→ JOB 1
According to the hammer excerpt, through which ports does the pressurized fluid flow out of the outer casing?
→ JOB 2
Reproduce verbatim the portion of the hammer excerpt that begins at the words "will be supplied" and ends after the words "supporting shoulder (94)".

→ DOCUMENT EXTRACT
§ §
Control of the state of the rear chamber (230)
[0076] When in the hammer cycle the impact face (61) of the piston (60) is in contact with
the impact face (91) of the drill bit (90) and the drill bit (90) is at the rearmost
point of its stroke, i.e. the hammer is at impact position (see Figure 1), the rear
chamber (230) is in direct fluid communication with the discharge chamber (3) through
bifunctional longitudinal passages (66) extending through the body of the piston (60),
from the rear thrust surface (62) to the outer sliding surfaces (64) of the piston
(60), and through the set of discharge through-ports (43) of the cylinder (40). In
this way the pressurized fluid contained inside the rear chamber (230) is able to
freely flow to the discharge chamber (3) and from the discharge chamber (3) it is
able to freely flow out of the outer casing (1) through the end discharge ports (4)
of the same, from where it is directed to the peripheral region of the front end of
the drill bit (90), through the longitudinal discharge channels (8) of the outer casing
(1), which are covered by the shroud or outer sealing sleeve (190).
[0077] This flow of pressurized fluid will stop when the piston (60) has traveled in the
front end to rear end direction of its stroke until the lower outer discharge edge
(70) of piston (60) reaches the rear limit of the set of discharge through-ports (43)
of the cylinder (40). As the movement of the piston (60) continues further in the
front end to rear end direction of its stroke, a point will be reached where the upper
outer discharge edge (71) of the piston (60) matches the front limit of the front
set of supply through-ports (42) of the cylinder sleeve (40) (see Figure 2). As the
movement of the piston (60) continues even further, the rear chamber (230) of the
hammer will become fluidly communicated with the supply chamber (2) through the front
set of supply through-ports (42) of the cylinder (40), and through the bifunctional
longitudinal passages (66) of the piston (60). In this way, the rear chamber (230)
will be supplied with pressurized fluid coming from the supply chamber (2).
Flushing Mode Operation
[0078] If the hammer is lifted in such a way that the drill bit (90) stops being in contact
with the rock being drilled and the drill bit's retainer supporting shoulder (94)
§ §
→ GIVEN INFORMATION
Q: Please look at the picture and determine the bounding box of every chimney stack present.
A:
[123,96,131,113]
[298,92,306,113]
§ §
→ CORRECT RESPONSE 1
Through the end discharge ports (4) of the outer casing (1).

→ CORRECT RESPONSE 2
will be supplied with pressurized fluid coming from the supply chamber (2).
Flushing Mode Operation
[0078] If the hammer is lifted in such a way that the drill bit (90) stops being in contact
with the rock being drilled and the drill bit's retainer supporting shoulder (94)